:: Tasks to perform ::
a) Return the text of the Hanging Gardens passage from "In this story, the" to "inspiring the Gardens.", reproducing it word for word.
b) Write the next part of the passage on the Hanging Gardens, beginning after its final sentence.
===== Source passage
The Garden Of Amytis.

THE MYSTERY

The Alternate Stories - People who don’t believe the Usual Story generally describe one of the two “Alternate Stories” as what really happened. Those alternate stories are:

1. The Gardens really existed, but not in Babylon. -

In this story, the Hanging Gardens were somewhere else, and built by somebody other than Nebuchadnezzar. People who like this explanation refer to the famous and well documented Garden of Nineveh, in the Assyrian Empire’s grand city. Actually there were several famous gardens in Nineveh. Tiglath-Pileser (1115-1077BC) apparently had an opulent garden and orchard. Assurnasirpal II (883-859BC) has a documented elaborate garden. And Sennacherib (704-681 BC) had a known personal interest in botany and built a beautiful garden in Nineveh. And finally King Shamsi-Adad is believed to have created a fabulous garden for his Queen, Seriramis. People who don’t accept Amytis as the inspiration for the Gardens usually pick Seriramis as the source for inspiring the Gardens.

So people who prefer this alternate story have several real documented gardens to look to and say “This was the real Hanging Gardens”. But I personally don’t think the historians who wrote about the Hanging Gardens could make such a big mistake as getting the city wrong (Nineveh instead of Babylon) and getting the motive (to please a Median bride who wanted mountains like she had back home) so well and consistently described when none of the alternate gardens seem to have a similar motive for their construction, and the Assyrians were constantly at war with Mede, not allies.
==========
===== Supplied records
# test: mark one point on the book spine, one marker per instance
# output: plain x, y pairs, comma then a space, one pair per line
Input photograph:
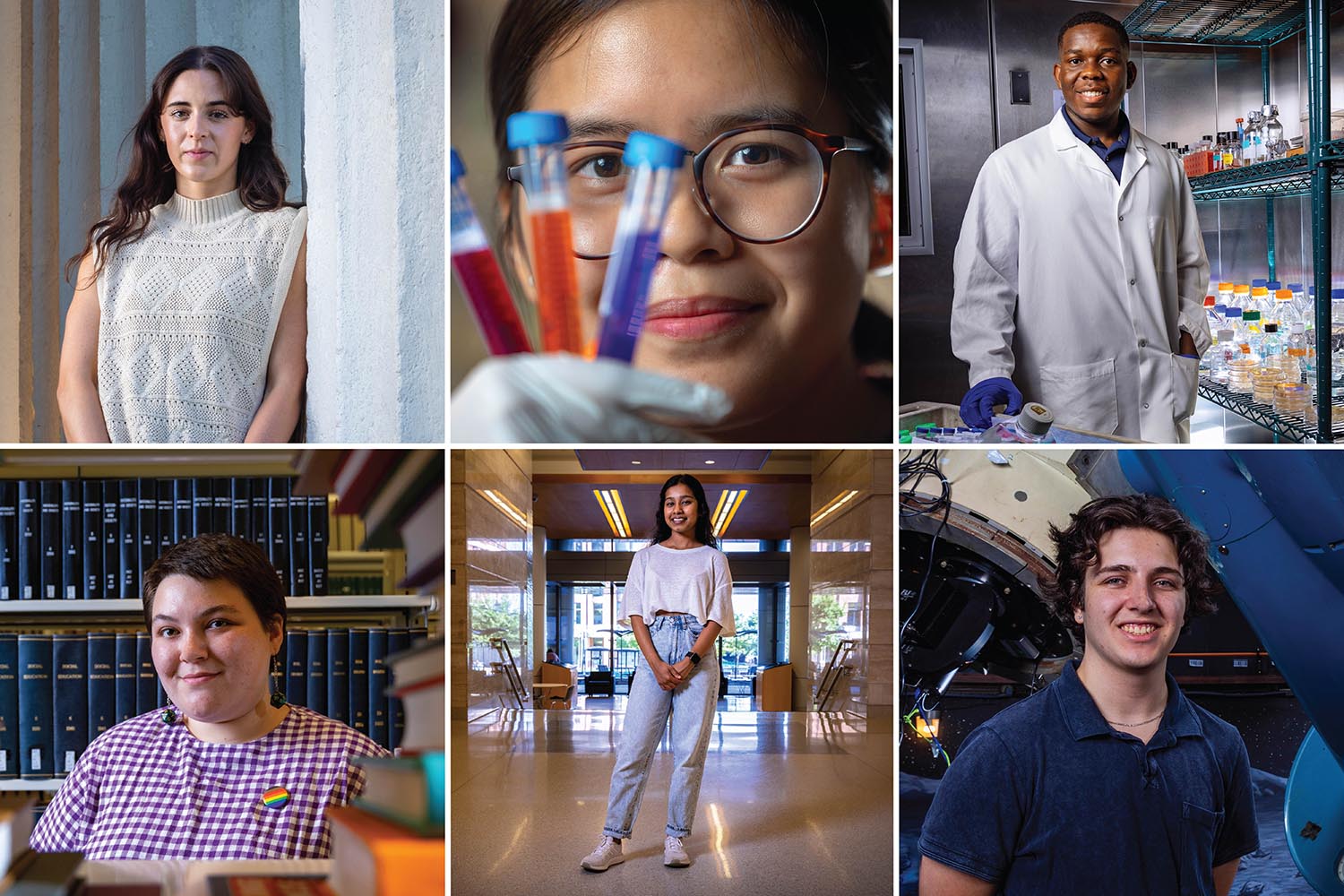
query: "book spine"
319, 538
125, 675
128, 509
296, 668
316, 684
378, 685
8, 540
147, 681
338, 675
182, 509
35, 704
72, 540
53, 547
358, 670
202, 506
398, 640
102, 683
300, 552
239, 508
279, 503
110, 538
8, 705
260, 517
70, 659
166, 524
147, 522
29, 540
91, 495
223, 504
==========
:: Answers to each task ::
a)
In this story, the Hanging Gardens were somewhere else, and built by somebody other than Nebuchadnezzar. People who like this explanation refer to the famous and well documented Garden of Nineveh, in the Assyrian Empire’s grand city. Actually there were several famous gardens in Nineveh. Tiglath-Pileser (1115-1077BC) apparently had an opulent garden and orchard. Assurnasirpal II (883-859BC) has a documented elaborate garden. And Sennacherib (704-681 BC) had a known personal interest in botany and built a beautiful garden in Nineveh. And finally King Shamsi-Adad is believed to have created a fabulous garden for his Queen, Seriramis. People who don’t accept Amytis as the inspiration for the Gardens usually pick Seriramis as the source for inspiring the Gardens.

b)
So, basically, I don’t believe this alternate idea.

               2. The Gardens didn’t really exist. -

 This second alternate idea is even wilder. It basically says, “The Hanging Gardens are just a myth!” They never existed and somebody just invented a great story that got famous enough that everybody started believing it’s true.

Again, I don’t buy it. I just doubt such a story could be invented and everybody accepted it as fact and nobody back then said “show me”. One person believing it’s true (or trying to pretend he believes it’s true) seems unlikely to convince enough other people for the story to become legend. I think there had to be something real to start the legend, something real that many people saw, and their stories and descriptions could have grown into a legend bigger than the truth. So I don’t believe it was just a myth.  

On To "The Mysteries Described."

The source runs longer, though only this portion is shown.